§ What is required
Return the records that follow, matching each one exactly.

§ Data for the task
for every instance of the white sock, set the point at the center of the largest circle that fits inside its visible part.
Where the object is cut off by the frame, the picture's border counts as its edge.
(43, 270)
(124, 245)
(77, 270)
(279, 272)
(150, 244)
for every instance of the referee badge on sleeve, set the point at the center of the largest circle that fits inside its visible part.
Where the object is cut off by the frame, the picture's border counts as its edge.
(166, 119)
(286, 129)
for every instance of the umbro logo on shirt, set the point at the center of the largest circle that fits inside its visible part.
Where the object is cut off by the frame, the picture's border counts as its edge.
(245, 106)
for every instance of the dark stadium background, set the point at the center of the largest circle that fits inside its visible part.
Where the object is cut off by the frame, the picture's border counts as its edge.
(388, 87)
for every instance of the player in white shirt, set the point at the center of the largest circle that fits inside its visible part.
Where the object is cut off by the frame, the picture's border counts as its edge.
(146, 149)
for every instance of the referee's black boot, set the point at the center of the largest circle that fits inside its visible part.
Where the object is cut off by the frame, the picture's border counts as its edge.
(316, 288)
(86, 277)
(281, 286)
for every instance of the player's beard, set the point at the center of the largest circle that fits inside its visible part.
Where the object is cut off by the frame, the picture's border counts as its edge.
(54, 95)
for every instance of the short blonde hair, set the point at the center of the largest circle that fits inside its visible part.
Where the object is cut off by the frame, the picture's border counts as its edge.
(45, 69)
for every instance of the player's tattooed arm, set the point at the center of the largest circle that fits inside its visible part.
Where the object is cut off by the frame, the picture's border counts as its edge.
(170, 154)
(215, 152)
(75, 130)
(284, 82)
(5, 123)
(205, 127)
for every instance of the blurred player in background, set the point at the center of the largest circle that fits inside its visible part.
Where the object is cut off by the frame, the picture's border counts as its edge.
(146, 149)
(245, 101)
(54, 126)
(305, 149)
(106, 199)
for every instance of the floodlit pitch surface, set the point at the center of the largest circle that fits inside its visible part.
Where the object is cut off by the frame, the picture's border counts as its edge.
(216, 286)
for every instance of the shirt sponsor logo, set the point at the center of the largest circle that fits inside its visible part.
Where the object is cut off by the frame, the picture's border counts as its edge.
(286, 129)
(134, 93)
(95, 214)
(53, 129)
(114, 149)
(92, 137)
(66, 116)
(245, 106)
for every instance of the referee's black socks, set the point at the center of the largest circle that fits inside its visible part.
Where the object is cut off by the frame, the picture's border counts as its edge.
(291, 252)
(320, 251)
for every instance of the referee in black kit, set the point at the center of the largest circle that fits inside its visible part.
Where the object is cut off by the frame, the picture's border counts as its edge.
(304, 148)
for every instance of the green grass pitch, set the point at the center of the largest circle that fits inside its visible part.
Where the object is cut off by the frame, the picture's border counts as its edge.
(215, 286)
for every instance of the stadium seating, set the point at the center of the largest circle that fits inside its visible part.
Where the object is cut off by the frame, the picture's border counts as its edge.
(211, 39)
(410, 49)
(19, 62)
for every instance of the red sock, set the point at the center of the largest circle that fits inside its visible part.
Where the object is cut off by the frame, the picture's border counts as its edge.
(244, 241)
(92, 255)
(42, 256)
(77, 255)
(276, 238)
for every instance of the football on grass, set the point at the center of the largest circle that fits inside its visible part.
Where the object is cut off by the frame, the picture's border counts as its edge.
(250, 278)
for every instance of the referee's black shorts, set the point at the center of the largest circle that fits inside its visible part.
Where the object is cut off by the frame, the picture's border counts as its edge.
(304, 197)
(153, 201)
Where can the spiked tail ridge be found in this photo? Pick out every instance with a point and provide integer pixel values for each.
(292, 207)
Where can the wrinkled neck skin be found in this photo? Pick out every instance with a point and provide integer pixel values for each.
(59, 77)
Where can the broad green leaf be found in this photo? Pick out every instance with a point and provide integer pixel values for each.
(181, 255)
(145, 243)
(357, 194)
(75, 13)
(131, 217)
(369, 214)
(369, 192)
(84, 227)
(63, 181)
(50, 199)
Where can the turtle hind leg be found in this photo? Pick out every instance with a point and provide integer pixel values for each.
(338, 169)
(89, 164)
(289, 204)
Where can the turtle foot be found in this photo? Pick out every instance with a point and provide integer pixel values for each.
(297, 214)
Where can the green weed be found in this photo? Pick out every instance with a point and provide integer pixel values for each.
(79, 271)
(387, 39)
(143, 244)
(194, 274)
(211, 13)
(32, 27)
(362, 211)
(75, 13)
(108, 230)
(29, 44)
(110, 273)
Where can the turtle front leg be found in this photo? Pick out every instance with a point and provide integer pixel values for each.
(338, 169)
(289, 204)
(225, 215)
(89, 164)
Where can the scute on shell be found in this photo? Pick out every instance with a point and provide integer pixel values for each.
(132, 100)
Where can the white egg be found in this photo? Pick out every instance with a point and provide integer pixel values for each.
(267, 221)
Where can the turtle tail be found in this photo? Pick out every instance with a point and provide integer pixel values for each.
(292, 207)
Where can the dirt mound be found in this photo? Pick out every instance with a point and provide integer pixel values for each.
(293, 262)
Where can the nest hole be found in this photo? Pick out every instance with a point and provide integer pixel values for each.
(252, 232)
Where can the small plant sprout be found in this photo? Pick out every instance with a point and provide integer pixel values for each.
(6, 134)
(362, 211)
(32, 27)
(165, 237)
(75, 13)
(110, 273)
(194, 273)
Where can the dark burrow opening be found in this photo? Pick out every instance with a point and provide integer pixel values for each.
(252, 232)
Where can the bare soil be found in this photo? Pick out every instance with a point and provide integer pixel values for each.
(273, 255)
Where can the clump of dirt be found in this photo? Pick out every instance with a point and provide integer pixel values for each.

§ Answer for the task
for every instance of the white sock, set the point at the center of the largest circle that fits inside its visible part.
Where the object is cut off by the frame, the picture's border counts as its edge.
(43, 270)
(124, 245)
(77, 270)
(279, 272)
(150, 244)
for every instance of the referee badge on sleeve, set the point at the center of the largest circle that fits inside its visible part.
Where the object is cut off by the frame, the picture's border counts as its edge.
(166, 119)
(286, 129)
for every instance of the umbro logo on shirt, set the point at the center of the largest circle that fits inside its visible part.
Where the object is cut off by the frame, the picture's border counts as its edge.
(245, 106)
for every instance of the dark stadium background, set the point at the center of the largest circle that fits inside its visible part.
Where the object is cut off by the frame, the picture's border counts as its edge.
(388, 87)
for every instance of the player in white shirt, set the point at the center of the largest circle that fits inside its visible part.
Where the object is cut off by the frame, the picture's border counts as its edge.
(146, 149)
for every instance of the referee's black boot, set the point at the center of the largest circle that fits inside its visible part.
Where the object is cut off by the frame, the picture's border counts as its edge.
(316, 288)
(86, 277)
(281, 286)
for every instance of the player's beard, set the point at the center of the largest circle that fits inside its visible part.
Where the object is cut off by the frame, the picture's border counts as its edge.
(54, 95)
for every instance of the short blonde hair, set the point at the center of the largest circle that fits inside its visible part.
Where the object is cut off by the frame, the picture's border counts as its edge.
(45, 69)
for every instance of the player's tattooed arm, set the point at the center of the largest circle that fits inside its visible part.
Where the object is cut off by the frame, the picture's border counts as its edge.
(170, 154)
(215, 152)
(75, 130)
(284, 82)
(5, 123)
(205, 127)
for every instance of the blurred player in background, set the point at the center of the largest circle that fits inside its visible part.
Where the object is cut off by the frame, the picture's border counts as its edge.
(146, 149)
(245, 101)
(54, 126)
(305, 149)
(106, 199)
for every instance of the floodlit pitch surface, set the point at the center of the largest circle that fits inside its visible part.
Where the object is cut off by the frame, the picture's border counts as its edge.
(216, 286)
for every instance of the shirt sponsor logo, set the point at the center of the largest circle that fits inside its visible part.
Where the object is cut off by the frame, the picture's border counts as its edge.
(286, 129)
(134, 93)
(95, 214)
(53, 129)
(114, 149)
(92, 137)
(66, 116)
(245, 106)
for every instance of the referee's black socks, set the point at the center of the largest circle that fits inside its visible part.
Where the object is cut off by the frame, the picture's border counts as its edge.
(291, 252)
(320, 251)
for every instance of the referee in black kit, set the point at the center of the largest circle that fits inside its visible part.
Where the object is cut off by the frame, the picture's border counts as its edge.
(304, 148)
for every instance of the green grass pitch, set the point at the center of the largest circle that fits inside its visible part.
Where the object is cut off by the frame, the picture's border counts as its edge.
(215, 286)
for every instance of the stadium seating, set the point at the center of the largest circle that fits inside its visible part.
Where the object is cut off by the frame, the picture's border counts as its edge.
(211, 39)
(410, 49)
(19, 62)
for every instance of the red sock, set the point at the center of the largest circle that fits inside its visible part.
Where the object is cut off by the frame, the picture's border counts as its edge.
(244, 241)
(92, 255)
(42, 256)
(77, 255)
(276, 238)
for every instance of the football on grass, set the point at the center of the largest circle that fits inside its visible part.
Where the object is cut off by the frame, the picture's border counts as its edge.
(250, 278)
for every instance of the referee's black shorts, set the point at the center of the largest circle that fits inside its visible part.
Where the object is cut off by the frame, the picture's border counts as its edge.
(304, 197)
(153, 201)
Where can the spiked tail ridge be found in this photo? Pick out every instance with a point and provide integer pixel values for each.
(292, 207)
Where can the wrinkled neck skin be found in this photo? Pick out every instance with a point and provide integer pixel values for each.
(59, 77)
Where can the broad green leaf be found in this photo? Pick out every instance with a point and provide integer pixel values for each.
(181, 255)
(145, 243)
(357, 194)
(75, 13)
(131, 217)
(369, 214)
(369, 192)
(84, 227)
(63, 181)
(50, 199)
Where can the turtle hind leg be found in this photo? Pick out every instance with a point and provide integer pixel values for each.
(338, 169)
(89, 164)
(289, 204)
Where can the turtle foot be found in this photo? Pick out every instance with a point and provide integer pixel values for each.
(297, 214)
Where can the green weed be found in this photo? Pick out every instance with a point and provide integer pixel values for each.
(79, 271)
(387, 39)
(143, 244)
(194, 274)
(211, 13)
(32, 27)
(362, 211)
(75, 13)
(108, 230)
(29, 44)
(110, 273)
Where can the turtle front leg be found in this photo? Pick out every instance with a point and provide integer pixel values for each.
(338, 169)
(289, 204)
(225, 215)
(89, 164)
Where can the scute on shell be found in this photo? Pick out every instance with a point and provide integer pixel values for each.
(132, 100)
Where can the white egg be found in this photo? Pick out every instance with a point and provide integer pixel values for each.
(267, 221)
Where can the turtle tail be found in this photo? Pick out every instance with a point and provide integer pixel values for each.
(292, 207)
Where can the dirt mound be found in this photo? Pick out every instance with a point and provide integer pixel values for each.
(293, 262)
Where can the nest hole be found in this photo? Pick out every instance with a point and provide integer pixel values for each.
(252, 232)
Where can the small plant sprout be found in this photo? Pick out every instance with a point and provide integer pixel values for each.
(6, 134)
(362, 211)
(32, 27)
(165, 237)
(75, 13)
(110, 273)
(194, 273)
Where can the dark burrow opening be found in this photo? Pick out every instance with a point and provide integer pixel values for each.
(252, 232)
Where can the bare soil be found in this photo? Pick out every instance with a point and provide integer pixel values for each.
(273, 255)
Where can the clump of dirt be found in this photo? Pick out every instance with a point and provide integer pixel values for each.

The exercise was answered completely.